[Aufgaben]:
• A. Nenne die beiden Testregionen, in denen das ABDA/KBV-Modell laut dem Lesetext erprobt wird.
• B. Fasse im Lesetext den Absatz, der mit „Viele Ärzte sehen die Wirkstoffverordnung“ beginnt, kürzer zusammen und behalte dabei seine wesentlichen Fakten bei.
• C. Setze den Lesetext über das ABDA/KBV-Modell im Anschluss an seinen letzten Satz fort.

[Lesetext]:
Dr. Benjamin Wessinger, Chefredakteur der DAZ

So langsam wird es ernst mit dem ABDA/KBV-Modell, zumindest in den beiden Testregionen Sachsen und Thüringen. In der letzten Woche wurden erste Details bekanntgegeben, unter anderem zur konkreten Abwicklung der Wirkstoffverordnung (siehe Artikel "Code statt Name" in der Rubrik DAZaktuell in dieser Ausgabe).

Sie ist eine der tragenden Säulen des Konzepts und soll der Therapietreue dienen. Heute bekommen die Patienten in der Apotheke oft ein Arzneimittel ausgehändigt, das einen anderen Namen trägt als den, der auf dem Rezept steht. Das kann zu Verunsicherungen beim Patienten führen, und diese wiederum zu sinkender Compliance. Durch die Verordnung des Wirkstoffs – verbunden mit der gut lesbaren Nennung des Wirkstoffs auf den Packungen – soll dem abgeholfen werden.

Viele Ärzte sehen die Wirkstoffverordnung jedoch kritisch. Bei gängigen Monopräparaten möge sie ja noch funktionieren, aber spätestens bei Dreier-Kombis stoße der gemeine Hausarzt an seine Grenzen – meint der Chef des Hausärzteverbandes (und erklärte Gegner des ABDA/KBV-Modells) Ulrich Weigeldt. Und scheute sich auch nicht, das öffentlich bei einer Podiumsdiskussion auf der Interpharm 2012 vor vollem Saale kundzutun.

[Datenauszüge]:
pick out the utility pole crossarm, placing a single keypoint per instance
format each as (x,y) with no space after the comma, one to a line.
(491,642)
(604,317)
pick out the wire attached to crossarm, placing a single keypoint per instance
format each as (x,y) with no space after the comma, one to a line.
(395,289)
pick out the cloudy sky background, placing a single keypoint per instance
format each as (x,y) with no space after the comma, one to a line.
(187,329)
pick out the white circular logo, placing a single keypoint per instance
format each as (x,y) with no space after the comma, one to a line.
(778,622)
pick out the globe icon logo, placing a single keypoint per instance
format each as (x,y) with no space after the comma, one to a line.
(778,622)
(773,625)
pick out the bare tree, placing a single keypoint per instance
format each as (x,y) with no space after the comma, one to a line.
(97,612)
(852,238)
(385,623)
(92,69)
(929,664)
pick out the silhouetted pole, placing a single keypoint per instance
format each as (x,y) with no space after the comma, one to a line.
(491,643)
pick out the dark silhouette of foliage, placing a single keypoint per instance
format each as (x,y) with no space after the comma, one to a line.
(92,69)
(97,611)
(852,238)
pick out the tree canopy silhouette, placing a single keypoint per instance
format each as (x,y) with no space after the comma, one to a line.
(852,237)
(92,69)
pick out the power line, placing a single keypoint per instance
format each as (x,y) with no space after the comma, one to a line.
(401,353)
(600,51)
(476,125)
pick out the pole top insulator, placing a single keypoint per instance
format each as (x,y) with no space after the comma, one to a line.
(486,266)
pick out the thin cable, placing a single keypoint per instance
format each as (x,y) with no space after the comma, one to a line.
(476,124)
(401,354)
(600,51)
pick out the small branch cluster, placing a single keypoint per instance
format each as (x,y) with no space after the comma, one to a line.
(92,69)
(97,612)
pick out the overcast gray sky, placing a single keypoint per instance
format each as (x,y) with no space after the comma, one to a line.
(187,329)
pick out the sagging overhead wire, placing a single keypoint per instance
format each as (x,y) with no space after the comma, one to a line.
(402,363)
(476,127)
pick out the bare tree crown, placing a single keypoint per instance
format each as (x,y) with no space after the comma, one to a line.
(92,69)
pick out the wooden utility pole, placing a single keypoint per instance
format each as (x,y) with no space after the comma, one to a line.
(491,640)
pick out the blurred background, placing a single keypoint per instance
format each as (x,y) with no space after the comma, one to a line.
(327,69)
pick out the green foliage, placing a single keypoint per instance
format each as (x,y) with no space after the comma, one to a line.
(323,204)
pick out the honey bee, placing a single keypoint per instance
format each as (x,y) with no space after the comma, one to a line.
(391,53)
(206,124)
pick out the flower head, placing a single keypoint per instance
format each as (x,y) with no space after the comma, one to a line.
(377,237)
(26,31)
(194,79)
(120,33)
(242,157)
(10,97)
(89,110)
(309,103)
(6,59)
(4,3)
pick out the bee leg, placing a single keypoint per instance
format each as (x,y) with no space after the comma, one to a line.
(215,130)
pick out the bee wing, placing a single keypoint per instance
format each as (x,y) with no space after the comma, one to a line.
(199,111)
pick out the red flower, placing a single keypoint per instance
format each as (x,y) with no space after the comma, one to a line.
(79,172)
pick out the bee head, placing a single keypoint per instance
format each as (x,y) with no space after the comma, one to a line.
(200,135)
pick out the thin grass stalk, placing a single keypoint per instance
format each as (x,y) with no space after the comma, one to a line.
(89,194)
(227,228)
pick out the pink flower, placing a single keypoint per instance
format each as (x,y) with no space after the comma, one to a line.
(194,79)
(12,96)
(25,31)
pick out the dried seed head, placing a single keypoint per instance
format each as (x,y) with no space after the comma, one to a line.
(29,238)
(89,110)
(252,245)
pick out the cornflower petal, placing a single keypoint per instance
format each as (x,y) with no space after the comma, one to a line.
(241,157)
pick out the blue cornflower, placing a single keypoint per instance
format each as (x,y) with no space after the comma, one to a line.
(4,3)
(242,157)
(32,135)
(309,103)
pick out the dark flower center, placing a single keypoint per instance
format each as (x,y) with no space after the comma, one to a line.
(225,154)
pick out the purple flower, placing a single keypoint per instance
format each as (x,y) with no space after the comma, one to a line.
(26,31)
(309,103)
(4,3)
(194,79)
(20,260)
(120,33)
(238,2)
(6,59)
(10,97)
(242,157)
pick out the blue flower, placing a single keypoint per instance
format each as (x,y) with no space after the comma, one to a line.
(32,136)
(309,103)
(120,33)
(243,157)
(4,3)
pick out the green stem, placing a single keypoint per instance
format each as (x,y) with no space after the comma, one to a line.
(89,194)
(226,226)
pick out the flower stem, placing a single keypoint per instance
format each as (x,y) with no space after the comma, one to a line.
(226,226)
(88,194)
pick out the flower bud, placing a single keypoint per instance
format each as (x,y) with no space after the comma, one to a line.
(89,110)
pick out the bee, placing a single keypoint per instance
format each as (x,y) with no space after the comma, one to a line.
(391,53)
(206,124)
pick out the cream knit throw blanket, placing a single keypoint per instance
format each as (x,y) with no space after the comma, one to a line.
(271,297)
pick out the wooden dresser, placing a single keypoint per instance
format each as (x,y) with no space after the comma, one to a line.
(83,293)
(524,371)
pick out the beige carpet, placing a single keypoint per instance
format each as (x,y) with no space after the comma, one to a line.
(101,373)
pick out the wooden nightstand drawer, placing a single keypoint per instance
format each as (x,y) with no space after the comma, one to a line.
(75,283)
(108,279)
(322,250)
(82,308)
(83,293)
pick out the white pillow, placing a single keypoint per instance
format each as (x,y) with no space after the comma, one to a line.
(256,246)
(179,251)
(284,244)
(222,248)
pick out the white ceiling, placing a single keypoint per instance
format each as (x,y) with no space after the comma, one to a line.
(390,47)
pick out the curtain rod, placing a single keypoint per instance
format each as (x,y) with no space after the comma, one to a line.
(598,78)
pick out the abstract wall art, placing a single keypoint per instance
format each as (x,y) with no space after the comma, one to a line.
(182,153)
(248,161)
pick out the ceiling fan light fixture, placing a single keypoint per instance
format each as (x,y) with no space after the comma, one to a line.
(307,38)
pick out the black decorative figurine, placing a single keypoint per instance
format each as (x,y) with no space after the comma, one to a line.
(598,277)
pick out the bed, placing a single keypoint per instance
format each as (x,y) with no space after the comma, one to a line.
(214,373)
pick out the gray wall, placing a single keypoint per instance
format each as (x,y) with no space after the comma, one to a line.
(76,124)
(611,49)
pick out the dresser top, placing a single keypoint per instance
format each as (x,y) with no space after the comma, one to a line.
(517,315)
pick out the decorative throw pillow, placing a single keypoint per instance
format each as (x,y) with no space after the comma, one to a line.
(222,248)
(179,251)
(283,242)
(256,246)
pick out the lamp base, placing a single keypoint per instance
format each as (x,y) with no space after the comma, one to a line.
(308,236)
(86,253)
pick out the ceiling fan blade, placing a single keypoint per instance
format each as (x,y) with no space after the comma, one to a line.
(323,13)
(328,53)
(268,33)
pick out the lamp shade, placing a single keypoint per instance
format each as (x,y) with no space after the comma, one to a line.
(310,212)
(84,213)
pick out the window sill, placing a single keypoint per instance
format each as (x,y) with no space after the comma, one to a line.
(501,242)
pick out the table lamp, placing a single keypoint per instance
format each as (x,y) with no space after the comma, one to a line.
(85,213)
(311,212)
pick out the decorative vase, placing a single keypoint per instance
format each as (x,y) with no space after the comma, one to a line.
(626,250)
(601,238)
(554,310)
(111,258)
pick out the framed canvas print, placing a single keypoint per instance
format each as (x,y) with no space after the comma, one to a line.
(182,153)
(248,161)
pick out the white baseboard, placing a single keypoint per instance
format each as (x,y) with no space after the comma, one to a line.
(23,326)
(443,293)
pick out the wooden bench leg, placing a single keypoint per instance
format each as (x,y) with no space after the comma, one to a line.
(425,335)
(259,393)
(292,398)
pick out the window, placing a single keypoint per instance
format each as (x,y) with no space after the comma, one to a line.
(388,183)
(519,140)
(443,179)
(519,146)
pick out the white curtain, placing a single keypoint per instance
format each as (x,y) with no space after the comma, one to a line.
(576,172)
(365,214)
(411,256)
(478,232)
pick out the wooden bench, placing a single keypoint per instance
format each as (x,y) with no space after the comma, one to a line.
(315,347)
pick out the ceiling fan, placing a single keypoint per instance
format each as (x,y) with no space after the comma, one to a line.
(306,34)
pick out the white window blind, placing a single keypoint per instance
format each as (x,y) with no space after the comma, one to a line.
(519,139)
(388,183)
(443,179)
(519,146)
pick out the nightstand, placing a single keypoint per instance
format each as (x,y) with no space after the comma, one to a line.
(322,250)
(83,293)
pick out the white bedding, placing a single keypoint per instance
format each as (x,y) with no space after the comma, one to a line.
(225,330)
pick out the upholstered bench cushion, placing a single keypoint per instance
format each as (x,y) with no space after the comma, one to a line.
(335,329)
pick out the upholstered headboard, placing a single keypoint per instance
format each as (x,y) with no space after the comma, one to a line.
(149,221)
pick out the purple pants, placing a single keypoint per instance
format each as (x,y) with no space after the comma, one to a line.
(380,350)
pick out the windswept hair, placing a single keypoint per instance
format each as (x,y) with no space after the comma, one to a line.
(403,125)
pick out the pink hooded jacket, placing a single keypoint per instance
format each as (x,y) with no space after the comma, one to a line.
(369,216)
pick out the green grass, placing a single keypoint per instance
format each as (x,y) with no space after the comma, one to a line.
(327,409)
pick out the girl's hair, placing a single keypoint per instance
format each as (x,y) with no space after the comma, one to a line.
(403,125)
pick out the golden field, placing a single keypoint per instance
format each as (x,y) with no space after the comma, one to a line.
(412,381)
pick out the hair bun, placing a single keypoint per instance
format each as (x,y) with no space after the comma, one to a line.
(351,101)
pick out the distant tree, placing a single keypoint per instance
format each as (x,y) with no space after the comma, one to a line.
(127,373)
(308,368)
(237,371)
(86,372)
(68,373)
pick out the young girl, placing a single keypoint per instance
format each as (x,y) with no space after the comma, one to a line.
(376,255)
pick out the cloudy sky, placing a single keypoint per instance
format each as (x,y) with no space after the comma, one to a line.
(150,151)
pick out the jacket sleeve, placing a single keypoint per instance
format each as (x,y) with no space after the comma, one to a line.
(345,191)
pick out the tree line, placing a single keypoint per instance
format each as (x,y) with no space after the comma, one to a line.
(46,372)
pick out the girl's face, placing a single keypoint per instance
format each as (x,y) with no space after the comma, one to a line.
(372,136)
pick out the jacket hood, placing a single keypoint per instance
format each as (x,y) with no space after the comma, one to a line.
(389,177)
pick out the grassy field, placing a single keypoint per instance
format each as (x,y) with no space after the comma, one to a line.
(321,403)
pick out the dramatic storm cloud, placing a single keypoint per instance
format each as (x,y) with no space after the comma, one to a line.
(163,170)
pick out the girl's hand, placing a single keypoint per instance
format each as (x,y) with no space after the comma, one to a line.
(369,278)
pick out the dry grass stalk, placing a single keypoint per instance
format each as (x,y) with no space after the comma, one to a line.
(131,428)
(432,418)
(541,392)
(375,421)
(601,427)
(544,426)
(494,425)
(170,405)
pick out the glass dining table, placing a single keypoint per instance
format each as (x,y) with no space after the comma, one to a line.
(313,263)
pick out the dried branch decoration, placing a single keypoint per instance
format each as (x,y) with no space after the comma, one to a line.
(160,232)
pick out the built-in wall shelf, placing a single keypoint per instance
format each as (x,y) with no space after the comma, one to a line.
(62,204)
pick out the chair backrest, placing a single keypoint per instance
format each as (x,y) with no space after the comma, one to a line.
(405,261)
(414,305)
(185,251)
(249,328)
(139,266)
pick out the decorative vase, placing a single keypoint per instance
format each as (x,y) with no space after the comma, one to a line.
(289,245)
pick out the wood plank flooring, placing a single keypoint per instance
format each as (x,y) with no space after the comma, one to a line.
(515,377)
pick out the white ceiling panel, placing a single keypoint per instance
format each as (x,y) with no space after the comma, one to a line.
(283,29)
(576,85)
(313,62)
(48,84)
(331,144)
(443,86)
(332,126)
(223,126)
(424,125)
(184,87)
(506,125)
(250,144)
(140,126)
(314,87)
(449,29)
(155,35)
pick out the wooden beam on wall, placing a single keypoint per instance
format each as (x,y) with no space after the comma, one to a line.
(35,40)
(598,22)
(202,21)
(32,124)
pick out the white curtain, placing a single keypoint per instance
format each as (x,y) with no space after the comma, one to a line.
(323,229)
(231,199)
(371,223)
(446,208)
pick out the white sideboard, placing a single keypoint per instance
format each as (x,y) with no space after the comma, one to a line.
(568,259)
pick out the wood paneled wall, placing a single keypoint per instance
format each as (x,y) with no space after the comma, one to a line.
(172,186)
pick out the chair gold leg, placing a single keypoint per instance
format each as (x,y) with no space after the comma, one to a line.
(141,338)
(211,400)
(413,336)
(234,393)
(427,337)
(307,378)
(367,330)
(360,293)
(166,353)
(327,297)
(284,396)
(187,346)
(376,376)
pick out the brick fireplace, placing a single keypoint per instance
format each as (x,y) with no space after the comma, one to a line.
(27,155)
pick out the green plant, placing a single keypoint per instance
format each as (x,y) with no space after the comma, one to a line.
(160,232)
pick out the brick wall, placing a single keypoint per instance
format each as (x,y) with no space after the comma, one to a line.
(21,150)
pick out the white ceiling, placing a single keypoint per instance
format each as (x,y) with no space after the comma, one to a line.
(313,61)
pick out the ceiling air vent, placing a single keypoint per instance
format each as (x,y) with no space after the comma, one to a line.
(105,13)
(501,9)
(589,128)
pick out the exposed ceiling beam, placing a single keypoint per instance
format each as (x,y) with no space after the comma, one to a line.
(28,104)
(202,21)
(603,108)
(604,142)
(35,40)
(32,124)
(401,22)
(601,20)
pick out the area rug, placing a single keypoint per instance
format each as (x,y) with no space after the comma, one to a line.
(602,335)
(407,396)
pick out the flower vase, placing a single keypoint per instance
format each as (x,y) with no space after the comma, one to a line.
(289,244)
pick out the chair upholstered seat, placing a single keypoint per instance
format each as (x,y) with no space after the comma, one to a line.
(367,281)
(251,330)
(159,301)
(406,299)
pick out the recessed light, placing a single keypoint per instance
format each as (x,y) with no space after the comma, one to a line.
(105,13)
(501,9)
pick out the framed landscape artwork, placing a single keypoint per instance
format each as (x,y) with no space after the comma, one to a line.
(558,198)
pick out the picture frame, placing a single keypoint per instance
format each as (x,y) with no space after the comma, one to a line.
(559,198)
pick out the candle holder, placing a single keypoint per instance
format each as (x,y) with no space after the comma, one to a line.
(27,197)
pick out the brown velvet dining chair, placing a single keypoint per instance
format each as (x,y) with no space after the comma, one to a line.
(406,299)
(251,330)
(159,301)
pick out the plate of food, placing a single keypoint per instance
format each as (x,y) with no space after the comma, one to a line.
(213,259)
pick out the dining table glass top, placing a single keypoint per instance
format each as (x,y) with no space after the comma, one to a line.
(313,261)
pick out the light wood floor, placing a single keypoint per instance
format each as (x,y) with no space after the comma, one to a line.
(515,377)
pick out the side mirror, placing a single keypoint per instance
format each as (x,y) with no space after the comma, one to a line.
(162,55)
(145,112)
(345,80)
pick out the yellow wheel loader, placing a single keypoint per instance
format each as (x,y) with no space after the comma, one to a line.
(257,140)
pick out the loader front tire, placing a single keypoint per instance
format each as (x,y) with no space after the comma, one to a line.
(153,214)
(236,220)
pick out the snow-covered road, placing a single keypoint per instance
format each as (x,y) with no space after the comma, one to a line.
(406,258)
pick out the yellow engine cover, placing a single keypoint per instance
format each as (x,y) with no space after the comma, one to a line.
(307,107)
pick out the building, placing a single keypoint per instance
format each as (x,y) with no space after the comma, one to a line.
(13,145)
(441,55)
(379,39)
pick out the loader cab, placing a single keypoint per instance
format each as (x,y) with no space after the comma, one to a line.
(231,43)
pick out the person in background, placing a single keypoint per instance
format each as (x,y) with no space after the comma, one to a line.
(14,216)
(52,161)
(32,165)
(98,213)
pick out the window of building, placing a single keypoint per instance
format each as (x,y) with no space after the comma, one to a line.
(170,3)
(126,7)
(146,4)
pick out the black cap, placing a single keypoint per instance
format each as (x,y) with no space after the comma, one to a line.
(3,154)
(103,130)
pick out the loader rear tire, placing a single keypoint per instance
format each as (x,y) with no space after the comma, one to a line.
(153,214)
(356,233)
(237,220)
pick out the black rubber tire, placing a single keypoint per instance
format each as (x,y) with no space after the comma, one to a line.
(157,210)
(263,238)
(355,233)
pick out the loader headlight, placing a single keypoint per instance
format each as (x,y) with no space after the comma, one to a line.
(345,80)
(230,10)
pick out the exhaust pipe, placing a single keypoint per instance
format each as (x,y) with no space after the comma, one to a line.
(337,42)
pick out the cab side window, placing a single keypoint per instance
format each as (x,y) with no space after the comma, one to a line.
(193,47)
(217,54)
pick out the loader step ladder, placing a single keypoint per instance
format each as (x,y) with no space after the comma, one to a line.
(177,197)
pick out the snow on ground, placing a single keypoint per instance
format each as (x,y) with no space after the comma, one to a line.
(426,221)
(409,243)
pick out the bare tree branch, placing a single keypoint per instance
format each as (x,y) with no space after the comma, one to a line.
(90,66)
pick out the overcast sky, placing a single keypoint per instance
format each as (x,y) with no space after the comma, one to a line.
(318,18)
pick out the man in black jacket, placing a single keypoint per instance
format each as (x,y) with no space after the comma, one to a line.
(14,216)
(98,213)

[Lösungen]:
• A. Sachsen und Thüringen.

• B. Viele Ärzte beurteilen die Wirkstoffverordnung kritisch. Ulrich Weigeldt leitet den Hausärzteverband und ist ein erklärter Gegner des ABDA/KBV-Modells. Er meint, bei gängigen Monopräparaten möge sie funktionieren, bei Dreier-Kombis stoße der Hausarzt jedoch an seine Grenzen. Das sagte er öffentlich bei einer Podiumsdiskussion auf der Interpharm 2012.

• C.
Für dieses Problem hat man nun eine elegante Lösung gefunden: Der Arzt kann weiterhin wie gewohnt den Präparatenamen aus seiner Praxissoftware aussuchen. Diese wandelt den Markennamen in einen Code um, den die Apothekensoftware dann direkt in das Rabattarzneimittel übersetzt. Damit der Patient weiß, was er verschrieben bekommt, werden Wirkstoff und –stärke auf dem Rezept ausgeschrieben.

Eine weitere Angst der Ärzte ist, dass sie ihre Verordnungshoheit abgäben – schließlich wähle zukünftig nicht mehr der behandelnde Arzt, sondern der Apotheker das konkrete Arzneimittel aus.

Doch leider wird hier alles beim Alten bleiben: Weder der Arzt noch der Apotheker wählen das Arzneimittel aus – das tut die Krankenkasse durch die Rabattverträge. Und die werden durch das ABDA/KBV-Modell auch nicht ersetzt. Im Gegenteil: Man verspreche sich in den Testregionen eine Erhöhung der Rabattquote, lässt die AOKplus verlauten.

Hier liegt ein echter Haken: Auch weiterhin spielen medizinische und pharmazeutische Kriterien bei der Auswahl des Arzneimittels (nicht des Wirkstoffs!) nur eine untergeordnete Rolle. Die Apotheker bleiben Erfüllungsgehilfen der auf Einsparungen bedachten Kassen.

Trotzdem überwiegen die Vorteile: Eine institutionalisierte Zusammenarbeit zwischen Arzt und Apotheker wird etabliert, das Medikationsmanagement wird in den Apotheken verankert. Und die Apotheker beweisen, dass sie neue Versorgungsmodelle (mit-)entwickeln können und sich nicht – wie viele Kritiker in der Politik und bei den Kassen unken – nur um ihre Vergütung sorgen.